### Input for this task:
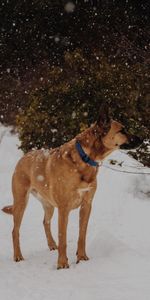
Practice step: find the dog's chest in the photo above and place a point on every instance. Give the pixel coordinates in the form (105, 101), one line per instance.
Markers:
(80, 194)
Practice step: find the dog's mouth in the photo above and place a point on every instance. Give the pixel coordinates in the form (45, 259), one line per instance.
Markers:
(134, 142)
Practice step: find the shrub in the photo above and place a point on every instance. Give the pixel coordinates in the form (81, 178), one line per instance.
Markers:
(72, 98)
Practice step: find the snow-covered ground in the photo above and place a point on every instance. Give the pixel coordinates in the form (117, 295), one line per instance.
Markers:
(118, 241)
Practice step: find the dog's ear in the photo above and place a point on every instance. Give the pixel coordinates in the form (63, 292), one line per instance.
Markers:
(104, 120)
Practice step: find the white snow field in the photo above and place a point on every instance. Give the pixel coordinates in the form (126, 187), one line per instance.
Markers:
(118, 241)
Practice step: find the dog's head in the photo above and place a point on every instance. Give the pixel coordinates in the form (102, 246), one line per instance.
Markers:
(114, 134)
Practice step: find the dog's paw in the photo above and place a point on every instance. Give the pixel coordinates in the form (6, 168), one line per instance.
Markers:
(53, 246)
(81, 257)
(62, 264)
(18, 258)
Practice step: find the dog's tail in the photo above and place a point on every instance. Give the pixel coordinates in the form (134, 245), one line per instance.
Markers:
(8, 209)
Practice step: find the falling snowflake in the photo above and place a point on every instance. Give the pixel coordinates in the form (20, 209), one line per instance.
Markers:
(69, 7)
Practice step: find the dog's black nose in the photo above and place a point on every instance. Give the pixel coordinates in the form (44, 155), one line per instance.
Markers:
(134, 142)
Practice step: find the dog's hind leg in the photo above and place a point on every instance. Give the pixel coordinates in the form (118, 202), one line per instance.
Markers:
(49, 210)
(20, 188)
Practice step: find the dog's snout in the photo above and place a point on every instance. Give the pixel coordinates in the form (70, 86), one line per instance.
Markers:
(133, 143)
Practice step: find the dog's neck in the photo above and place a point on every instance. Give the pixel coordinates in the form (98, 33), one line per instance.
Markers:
(91, 141)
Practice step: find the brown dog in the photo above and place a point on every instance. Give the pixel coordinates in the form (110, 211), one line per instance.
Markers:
(64, 178)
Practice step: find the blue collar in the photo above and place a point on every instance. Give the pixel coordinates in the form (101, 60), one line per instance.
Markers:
(85, 157)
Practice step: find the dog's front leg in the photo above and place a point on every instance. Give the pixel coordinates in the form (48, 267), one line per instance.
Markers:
(62, 232)
(83, 223)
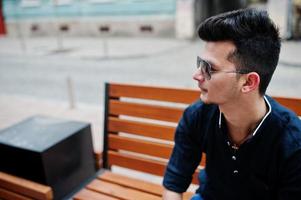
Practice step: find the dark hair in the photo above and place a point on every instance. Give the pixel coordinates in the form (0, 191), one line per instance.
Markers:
(255, 37)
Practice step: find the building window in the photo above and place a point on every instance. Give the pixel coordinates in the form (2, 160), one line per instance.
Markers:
(62, 2)
(102, 1)
(30, 3)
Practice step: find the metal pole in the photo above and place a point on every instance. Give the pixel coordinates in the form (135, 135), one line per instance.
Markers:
(19, 31)
(58, 34)
(70, 90)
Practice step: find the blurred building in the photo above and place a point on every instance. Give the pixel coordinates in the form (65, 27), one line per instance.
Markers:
(167, 18)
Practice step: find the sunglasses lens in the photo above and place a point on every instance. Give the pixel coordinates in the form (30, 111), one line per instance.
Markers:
(204, 67)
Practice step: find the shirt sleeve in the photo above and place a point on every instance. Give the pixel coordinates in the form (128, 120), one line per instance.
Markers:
(186, 154)
(290, 184)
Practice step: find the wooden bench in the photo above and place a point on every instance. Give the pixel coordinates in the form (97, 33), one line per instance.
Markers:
(138, 134)
(15, 188)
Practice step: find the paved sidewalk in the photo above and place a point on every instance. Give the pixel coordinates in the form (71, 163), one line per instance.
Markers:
(16, 108)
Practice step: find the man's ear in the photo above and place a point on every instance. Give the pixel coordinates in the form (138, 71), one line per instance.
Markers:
(251, 83)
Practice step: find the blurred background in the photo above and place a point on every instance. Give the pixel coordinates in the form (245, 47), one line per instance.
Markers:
(56, 55)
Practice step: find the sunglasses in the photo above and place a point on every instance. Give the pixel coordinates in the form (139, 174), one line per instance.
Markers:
(206, 69)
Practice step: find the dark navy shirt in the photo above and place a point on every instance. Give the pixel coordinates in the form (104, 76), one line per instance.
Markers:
(266, 166)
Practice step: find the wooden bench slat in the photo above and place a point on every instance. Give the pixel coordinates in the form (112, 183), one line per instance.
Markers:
(140, 146)
(119, 191)
(137, 163)
(9, 195)
(154, 93)
(26, 187)
(137, 184)
(141, 164)
(141, 128)
(292, 104)
(145, 111)
(132, 183)
(86, 194)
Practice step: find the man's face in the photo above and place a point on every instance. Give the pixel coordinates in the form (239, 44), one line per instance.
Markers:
(222, 87)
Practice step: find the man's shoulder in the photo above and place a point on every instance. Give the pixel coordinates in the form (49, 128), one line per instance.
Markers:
(289, 124)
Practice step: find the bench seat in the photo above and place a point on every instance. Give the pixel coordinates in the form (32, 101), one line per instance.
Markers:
(110, 185)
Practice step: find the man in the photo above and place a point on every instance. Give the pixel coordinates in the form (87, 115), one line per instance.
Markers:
(252, 143)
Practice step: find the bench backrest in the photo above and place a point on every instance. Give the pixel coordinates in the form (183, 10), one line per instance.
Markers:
(140, 122)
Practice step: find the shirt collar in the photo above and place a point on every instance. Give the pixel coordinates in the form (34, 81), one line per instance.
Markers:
(255, 131)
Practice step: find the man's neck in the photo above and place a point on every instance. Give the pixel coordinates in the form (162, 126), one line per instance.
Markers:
(242, 117)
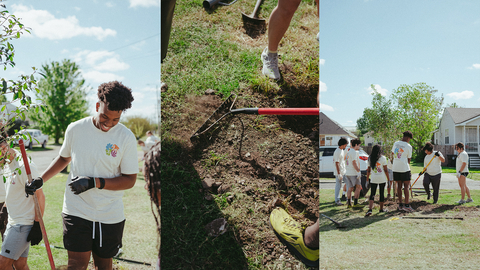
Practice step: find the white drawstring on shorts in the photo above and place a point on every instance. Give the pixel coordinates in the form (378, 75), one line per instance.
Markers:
(100, 228)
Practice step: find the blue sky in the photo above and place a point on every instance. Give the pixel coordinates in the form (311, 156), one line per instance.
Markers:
(390, 43)
(109, 40)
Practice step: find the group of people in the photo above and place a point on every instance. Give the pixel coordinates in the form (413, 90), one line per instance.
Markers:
(102, 154)
(381, 171)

### Directions for this task:
Word for word, reproduce the listing above; no image should be carried over.

### Written response:
Practice step: find the dog's chest in the photo above and place a point on every instance. Give the pixel coordinates in the form (105, 101), one line per instance.
Markers:
(80, 194)
Practice step: find the dog's mouth in the photo above and place a point on every instance. Give the pixel coordinates in the form (45, 259), one line per instance.
Markers:
(134, 142)
Practice step: find the shrub in the photo above and place a point on every instance. Give the pixel coordinates in the form (81, 178), one line per instance.
Markers:
(72, 98)
Practice step: find the snow-covered ground in the photo above and place a point on every instance. Give the pixel coordinates in the form (117, 295), one line per instance.
Markers:
(118, 241)
Practice step: find the dog's ear in the photo above and place a point on every instance. Give the pixel coordinates in the form (63, 292), one line per instance.
Markers:
(104, 120)
Practice step: find the white snow field in the photo above and place a point on every instance. Give the pixel coordinates in the form (126, 187), one line per instance.
Markers:
(118, 241)
Practice step: find the dog's head in the photo above and place a point on every instance. Give the pixel coordinates in the form (102, 246), one line per instance.
Markers:
(114, 134)
Practice step: find the dog's paw in the photo above and place a point on every instance. Give the pixel coordinates in the form (6, 168), one line per instance.
Markers:
(53, 246)
(81, 257)
(62, 264)
(18, 258)
Practice step: find the dog's tail in the photo above and place a point on every instance. Give the pixel coordinates in the form (134, 245), one line per instance.
Markers:
(8, 209)
Practice step: find the falling snowflake in the photo above and place a point on every instance. Give the pixel coordinates in the form (20, 209), one line per instance.
Markers:
(69, 7)
Practice step: find the dog's black nose in the photo above and place a point on every instance. Give the pixel coordinates in the form (44, 155), one line per instance.
Markers:
(134, 142)
Practice step: find the dog's hind leg in the photo above and place a point on every instance. Give the pixel coordinates in the form (118, 202), one line per instance.
Markers:
(49, 210)
(20, 188)
Practice step: find the dog's snout in the photo above and place a point on every instance. Give the pixel coordinates in the form (70, 86), one line per instance.
Markers:
(133, 143)
Practice step: find the dog's neck in the photo above and place a point on every instance. Give the pixel coordinates in the form (98, 33), one line per instance.
Markers:
(91, 141)
Practice step: find the brown dog in the photo above and place a point on every instance. Give the pixel coordinates in the form (110, 211), one line per instance.
Markers:
(64, 178)
Practice step: find the blue collar in the photo above and place a point on every instance. Give the pixel coordinates in the form (101, 60), one line per instance.
Markers:
(85, 157)
Practice step: find the dog's front leg in the photo above and place a point on every instance. Give the pixel coordinates in the form (48, 267), one line per instance.
Markers:
(62, 232)
(83, 223)
Practice step: find the dark hair in the photo above and place a point on every instance. Give the pixel coordinates in the form (0, 191), one line per instance.
Markers:
(255, 37)
Practice step: find the building window in the photo above and place a point on every instance. Give the pixel coordinates in the form (2, 160), one line per instance.
Markers:
(62, 2)
(102, 1)
(30, 3)
Practice step: find the metal pole in the photo above and place a point on every instance. Give the pixel coordinates in the form (135, 135), one line per instance.
Markers:
(19, 31)
(58, 34)
(70, 90)
Practice step: find the blurred building in the photo above and place a point on every instance. Give the pixel coordinates in the form (65, 27), one line per instance.
Markers:
(167, 18)
Practice step: find the sunglasses lens in the photo above and place a point on every instance. Give the pixel coordinates in the form (30, 111), one line per instance.
Markers:
(204, 67)
Practice step: find the shirt sleeve in the photo above and place a point on every instance. Give the pixel coordinates in the form (128, 120), one line per instance.
Markers:
(186, 154)
(290, 184)
Practice step: find the wooden bench in the photo above and place a point on every instance. Give the pixel coordinates in the form (97, 33), one line per instance.
Markers:
(138, 134)
(15, 188)
Practice step: find the paved sidewalk in the photo above and place a point on every instance. Give the pixel coordinates in the form (71, 163), one line per instance.
Markers:
(16, 108)
Practice step: find the man's ear in the photo above and place a point on every instance. Give the pixel coordinates in the form (138, 71), one line per instance.
Markers:
(251, 83)
Practice step: find the blurred background in the photo above and place a point on every instance. Give the pixel coordinates in the form (245, 47), one line per instance.
Markers:
(56, 55)
Practice step: find the sunglasses in the photo above and place a point on every instance. Give the pixel coordinates in the form (139, 174), one line per instance.
Markers:
(206, 69)
Practice step: find the dark navy shirt in the photo above and place a point on every instance. Give the pixel coordinates in the form (104, 76), one line per instance.
Markers:
(266, 166)
Practice step: find the wooden bench slat in the photo above and place a point on every instance. Give the pixel coordinates in the form (112, 183), one line per instance.
Markers:
(140, 146)
(119, 191)
(137, 163)
(9, 195)
(154, 93)
(26, 187)
(137, 184)
(141, 164)
(141, 128)
(292, 104)
(145, 111)
(132, 183)
(86, 194)
Practice step: find the man's face in the photo above and place a point on every instance. Give the pixel coordinates in the form (239, 44), one line per instance.
Markers:
(222, 87)
Practice step: find the man's shoulder in the photo above and place a point on every instance. Give the pixel coordinates in the form (49, 128), one line per instance.
Markers:
(289, 124)
Practice step: find the bench seat in the photo above and place a point on every instance. Give the pixel coordinates in the form (32, 101), one line per instance.
Markers:
(110, 185)
Practice step: find the man in the photo above and place a point on every instance. Give the pixel coordinates in the form (87, 115), one line per instance.
Markers:
(252, 143)
Practice step: find the bench backrest in the photo above and place a point on every instance. Give the pixel coordinates in the form (183, 10), one line per instance.
Markers:
(140, 122)
Practice step: find the shirt collar in the photo above and place a point on every instance. Give the pixel coordinates in the form (34, 81), one line per instance.
Markers:
(255, 131)
Practice step: find the man's neck in the photo above and place a point on every instance. Give the pixel coordinates in the form (162, 126), one line per instance.
Markers:
(242, 117)
Practice step: find the white drawstring on shorts in the photo above and place a point on every instance. Give the pixel coordinates in the form (378, 75), one line per instance.
Markers:
(100, 228)
Practice step: find the blue sky in the photo above and place a point on every instance. Give the pixel coordinates in the form (311, 156), one line per instance.
Markers:
(390, 43)
(109, 40)
Practice step: find the group of people in the photo above and place a point on every instance. Give the pixel coordinates in the form (413, 90), one line per instance.
Markers:
(102, 154)
(381, 171)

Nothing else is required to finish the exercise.